INPUT FOR THIS TASK
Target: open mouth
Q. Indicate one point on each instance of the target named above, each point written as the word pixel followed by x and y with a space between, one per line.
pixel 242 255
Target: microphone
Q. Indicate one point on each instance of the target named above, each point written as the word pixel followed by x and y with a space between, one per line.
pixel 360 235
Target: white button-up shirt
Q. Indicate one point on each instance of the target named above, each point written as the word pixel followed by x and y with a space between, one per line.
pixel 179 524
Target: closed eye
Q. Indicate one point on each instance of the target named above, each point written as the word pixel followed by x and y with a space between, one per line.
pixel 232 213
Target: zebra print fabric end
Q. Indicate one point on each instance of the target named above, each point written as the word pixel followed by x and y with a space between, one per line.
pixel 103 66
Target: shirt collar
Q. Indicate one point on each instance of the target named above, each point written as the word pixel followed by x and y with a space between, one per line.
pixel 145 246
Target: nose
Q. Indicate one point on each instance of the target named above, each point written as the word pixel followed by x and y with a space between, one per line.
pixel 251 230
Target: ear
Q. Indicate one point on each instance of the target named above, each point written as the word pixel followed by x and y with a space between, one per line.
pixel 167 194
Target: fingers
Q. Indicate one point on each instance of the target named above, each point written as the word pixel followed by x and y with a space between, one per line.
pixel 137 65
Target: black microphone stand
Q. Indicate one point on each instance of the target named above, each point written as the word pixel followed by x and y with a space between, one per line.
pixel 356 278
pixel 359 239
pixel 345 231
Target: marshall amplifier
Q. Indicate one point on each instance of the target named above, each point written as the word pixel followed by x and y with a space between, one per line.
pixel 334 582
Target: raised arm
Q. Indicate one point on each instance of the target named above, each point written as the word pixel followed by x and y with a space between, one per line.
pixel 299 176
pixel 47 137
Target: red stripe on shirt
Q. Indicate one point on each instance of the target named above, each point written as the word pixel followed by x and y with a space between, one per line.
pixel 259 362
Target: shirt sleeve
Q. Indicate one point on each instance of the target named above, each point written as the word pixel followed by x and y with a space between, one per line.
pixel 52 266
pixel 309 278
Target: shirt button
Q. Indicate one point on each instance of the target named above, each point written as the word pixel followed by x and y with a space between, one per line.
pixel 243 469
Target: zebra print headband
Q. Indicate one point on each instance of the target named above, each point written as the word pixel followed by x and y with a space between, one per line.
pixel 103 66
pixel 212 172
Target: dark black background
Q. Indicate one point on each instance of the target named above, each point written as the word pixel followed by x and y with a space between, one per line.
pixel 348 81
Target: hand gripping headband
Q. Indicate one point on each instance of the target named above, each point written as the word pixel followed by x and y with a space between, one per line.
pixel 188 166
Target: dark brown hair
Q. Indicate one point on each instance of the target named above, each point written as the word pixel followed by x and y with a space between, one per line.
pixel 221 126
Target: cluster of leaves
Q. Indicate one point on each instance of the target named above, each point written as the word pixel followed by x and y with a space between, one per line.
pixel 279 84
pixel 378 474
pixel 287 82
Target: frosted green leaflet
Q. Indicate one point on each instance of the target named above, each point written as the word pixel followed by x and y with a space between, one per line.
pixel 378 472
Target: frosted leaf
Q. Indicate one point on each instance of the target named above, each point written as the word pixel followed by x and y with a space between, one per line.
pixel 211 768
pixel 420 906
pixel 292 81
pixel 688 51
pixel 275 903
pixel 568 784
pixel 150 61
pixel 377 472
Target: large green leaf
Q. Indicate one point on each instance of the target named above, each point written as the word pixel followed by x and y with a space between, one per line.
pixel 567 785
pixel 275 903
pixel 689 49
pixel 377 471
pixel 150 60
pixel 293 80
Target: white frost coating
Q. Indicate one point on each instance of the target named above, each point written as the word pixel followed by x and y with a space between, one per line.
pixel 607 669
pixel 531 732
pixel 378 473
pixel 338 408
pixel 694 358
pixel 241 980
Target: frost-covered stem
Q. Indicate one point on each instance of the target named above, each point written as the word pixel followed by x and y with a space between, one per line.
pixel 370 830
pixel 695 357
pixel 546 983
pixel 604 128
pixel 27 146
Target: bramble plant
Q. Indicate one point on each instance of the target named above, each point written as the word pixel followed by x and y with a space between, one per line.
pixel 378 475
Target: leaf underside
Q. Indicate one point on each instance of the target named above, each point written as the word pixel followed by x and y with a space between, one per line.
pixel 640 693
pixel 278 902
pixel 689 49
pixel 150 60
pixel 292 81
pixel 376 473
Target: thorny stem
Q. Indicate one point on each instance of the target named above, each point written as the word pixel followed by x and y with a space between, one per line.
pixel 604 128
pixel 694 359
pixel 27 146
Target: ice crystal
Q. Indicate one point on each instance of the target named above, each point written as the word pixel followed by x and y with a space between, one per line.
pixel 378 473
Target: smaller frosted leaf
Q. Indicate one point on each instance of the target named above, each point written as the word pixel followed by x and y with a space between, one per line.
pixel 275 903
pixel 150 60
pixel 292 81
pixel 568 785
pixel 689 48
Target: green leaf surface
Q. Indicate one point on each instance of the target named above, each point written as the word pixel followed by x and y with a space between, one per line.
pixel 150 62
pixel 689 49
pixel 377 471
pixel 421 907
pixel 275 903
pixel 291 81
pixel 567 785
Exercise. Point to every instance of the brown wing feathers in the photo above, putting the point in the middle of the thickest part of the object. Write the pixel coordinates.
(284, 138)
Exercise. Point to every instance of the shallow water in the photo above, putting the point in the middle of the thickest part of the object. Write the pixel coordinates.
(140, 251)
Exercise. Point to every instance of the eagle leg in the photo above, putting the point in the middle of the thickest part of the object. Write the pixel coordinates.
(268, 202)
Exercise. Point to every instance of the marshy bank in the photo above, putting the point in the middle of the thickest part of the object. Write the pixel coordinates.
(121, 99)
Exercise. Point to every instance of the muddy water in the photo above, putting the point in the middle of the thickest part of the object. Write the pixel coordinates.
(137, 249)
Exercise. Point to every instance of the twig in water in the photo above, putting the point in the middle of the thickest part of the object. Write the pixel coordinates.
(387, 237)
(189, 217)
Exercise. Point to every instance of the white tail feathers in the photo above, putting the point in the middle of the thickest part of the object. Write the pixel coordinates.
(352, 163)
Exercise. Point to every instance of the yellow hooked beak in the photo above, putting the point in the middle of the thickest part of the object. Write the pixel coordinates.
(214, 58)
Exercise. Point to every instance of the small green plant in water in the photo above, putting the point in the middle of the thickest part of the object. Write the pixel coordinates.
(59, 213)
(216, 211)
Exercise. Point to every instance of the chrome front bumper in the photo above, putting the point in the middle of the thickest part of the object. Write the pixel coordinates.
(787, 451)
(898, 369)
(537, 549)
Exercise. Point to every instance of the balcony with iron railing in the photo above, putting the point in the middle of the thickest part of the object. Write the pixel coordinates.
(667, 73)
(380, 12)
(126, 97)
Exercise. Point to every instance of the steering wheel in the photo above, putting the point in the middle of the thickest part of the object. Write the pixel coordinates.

TASK REQUIREMENTS
Repeat the material above exactly.

ANSWER TO THE PROBLEM
Target: open mouth
Q. Indicate one point on each instance of the target named above, each point written as the word pixel followed by x and y with a space between, one per line.
pixel 242 255
Target: microphone
Q. Indicate one point on each instance of the target named above, each point written as the word pixel followed by x and y with a space between, one per line.
pixel 360 235
Target: white button-up shirt
Q. Indicate one point on each instance of the target named above, each point written as the word pixel followed by x and y with a space between, one per line.
pixel 179 524
Target: closed eye
Q. Indicate one point on each instance of the target named above, each point written as the word pixel followed by x and y with a space between, one per line.
pixel 232 213
Target: zebra print fabric end
Q. Indicate one point on each instance of the target named above, each point written as the word pixel followed by x and y with a space between, one per line.
pixel 103 66
Target: shirt collar
Q. Indicate one point on each instance of the target named above, each point written as the word pixel followed by x and y with a space between, one per line.
pixel 145 246
Target: nose
Q. Indicate one point on each instance of the target named above, each point written as the word pixel followed by x and y with a space between, one per line.
pixel 251 230
Target: ear
Q. Indicate one point on each instance of the target named above, each point written as the word pixel followed by x and y with a space between, one per line.
pixel 167 194
Target: fingers
Q. Indicate one point on each instance of the target named above, each point written as the word pixel followed by x and y with a space between, one per line.
pixel 137 65
Target: black microphone stand
Q. Indicate one point on each instance of the target named above, each point written as the word pixel followed by x and y with a space between, one per line.
pixel 356 278
pixel 359 239
pixel 345 231
Target: marshall amplifier
Q. Indicate one point on each instance of the target named above, each point written as the word pixel followed by x and y with a space between, one per line.
pixel 334 582
Target: raised arm
Q. Indicate one point on each instance of the target named above, each point written as the word pixel followed by x and y with a space between, one per line.
pixel 299 176
pixel 47 137
Target: red stripe on shirt
Q. Indicate one point on each instance of the target named above, each point written as the word pixel followed by x and y with a space between, one per line.
pixel 259 362
Target: shirt sleeve
Q. Indicate one point on each instance of the target named above, each point written as the word pixel followed by x and y with a space between, one per line.
pixel 52 266
pixel 309 278
Target: shirt button
Q. Indicate one point on each instance of the target named above, each point written as the word pixel followed by x and y with a space between, one per line.
pixel 243 469
Target: zebra print headband
Q. Indicate one point on each instance of the target named above, each point written as the word pixel followed by x and y with a space between, one per line.
pixel 103 66
pixel 212 172
Target: dark black background
Q. Indicate one point on each instance of the target named above, each point written as the word pixel followed by x and y with a space between, one per line.
pixel 348 81
Target: hand gripping headband
Q. Indicate one point on each instance of the target named above, each point written as the word pixel followed by x and y with a space between, one per line.
pixel 188 166
Target: dark brown hair
Q. Indicate one point on each instance of the target named above, each point written as the word pixel followed by x and y with a space between, one per line.
pixel 221 126
Target: cluster of leaves
Q. Indicate one point on each instance of the target named above, each point written as the word pixel followed by x and y with a space between, one per line.
pixel 279 84
pixel 378 474
pixel 287 82
Target: frosted green leaflet
Q. Indicate one point on each instance of the target named above, each point written as the word pixel followed by x and y with a space between, one per line.
pixel 378 472
Target: frosted leaf
Q. Indicate one point on each instance of the target named above, each point written as the word pixel followed by x and y with a space between, one per line.
pixel 211 768
pixel 420 906
pixel 292 81
pixel 688 51
pixel 275 903
pixel 568 784
pixel 150 61
pixel 377 472
Target: large green leaf
Q. Indicate one point on each instance of the target named above, each point written as the word pixel followed by x and y with a space between, one per line.
pixel 567 785
pixel 275 903
pixel 689 49
pixel 377 471
pixel 150 60
pixel 293 80
Target: white frost coating
Q. Indicate one point on each instance of the target named above, each point written as the word pixel followed by x and y with a space between, one per line.
pixel 607 669
pixel 531 732
pixel 378 473
pixel 338 408
pixel 694 358
pixel 241 980
Target: frost-covered stem
Q. Indicate one point on each instance of the target named above, each point written as the word pixel followed by x and y with a space between, one per line.
pixel 370 830
pixel 695 357
pixel 546 983
pixel 604 128
pixel 27 146
Target: bramble plant
Q. Indicate one point on each instance of the target named above, each point written as the word pixel followed by x and y with a space between, one per line.
pixel 378 475
Target: leaf underside
Q. Indicate one point on each instance of the target named above, each point written as the word pixel followed by x and y with a space between, one per line.
pixel 640 693
pixel 278 902
pixel 689 49
pixel 150 60
pixel 292 81
pixel 376 473
Target: thorny stem
Q. Indicate one point on each instance of the target named above, each point written as the word pixel followed by x and y with a space between, one per line.
pixel 604 128
pixel 694 359
pixel 27 146
Target: ice crystal
Q. Indicate one point on each instance of the target named above, each point written as the word pixel followed by x and y with a space between, one per line.
pixel 378 473
Target: smaller frosted leaf
Q. Indicate one point on each instance of the target named above, each point written as the word pixel followed by x and y with a space between, one per line.
pixel 275 903
pixel 150 60
pixel 292 81
pixel 568 785
pixel 689 48
Target: green leaf surface
Q. Indicate one point on each instance of the target named above, each point written as the word pixel followed by x and y with a space between, one per line.
pixel 150 62
pixel 689 49
pixel 377 471
pixel 421 907
pixel 275 903
pixel 291 81
pixel 567 785
Exercise. Point to every instance of the brown wing feathers in the photo above, putting the point in the middle of the thickest part of the object. Write the pixel coordinates.
(284, 138)
Exercise. Point to every instance of the shallow water in the photo above, putting the point in the middle of the thickest part of the object. Write the pixel coordinates.
(140, 251)
Exercise. Point to every instance of the eagle leg in the photo above, putting the point in the middle of the thickest part of the object. Write the pixel coordinates.
(268, 202)
Exercise. Point to every instance of the marshy bank in the photo above, putting the point in the middle of the thickest part of the object. Write the pixel coordinates.
(121, 99)
Exercise. Point to every instance of the muddy water in the photo above, putting the point in the middle of the thickest part of the object. Write the pixel coordinates.
(137, 249)
Exercise. Point to every instance of the twig in water in the photo above, putting the point in the middle of the thickest part of the object. Write the pixel coordinates.
(387, 237)
(189, 217)
Exercise. Point to every instance of the white tail feathers in the photo above, putting the point in the middle of the thickest part of the object. Write the pixel coordinates.
(352, 163)
Exercise. Point to every instance of the yellow hooked beak in the photo above, putting the point in the middle of the thickest part of the object. Write the pixel coordinates.
(214, 58)
Exercise. Point to every instance of the small green plant in water in the photo above, putting the point in the middle of the thickest part of the object. Write the pixel coordinates.
(59, 213)
(216, 211)
Exercise. Point to every instance of the chrome front bumper in the photo above, putting the point in the middle of the thickest part of the object. Write the pixel coordinates.
(787, 451)
(898, 369)
(537, 549)
Exercise. Point to every instance of the balcony with iron railing in the photo above, putting the point in the middle of the thickest part of the object. Write the pixel coordinates.
(667, 73)
(380, 12)
(126, 97)
Exercise. Point to every instance of the steering wheel in the photo above, putting the point in the middle of the thickest part of the object. Write the pixel coordinates.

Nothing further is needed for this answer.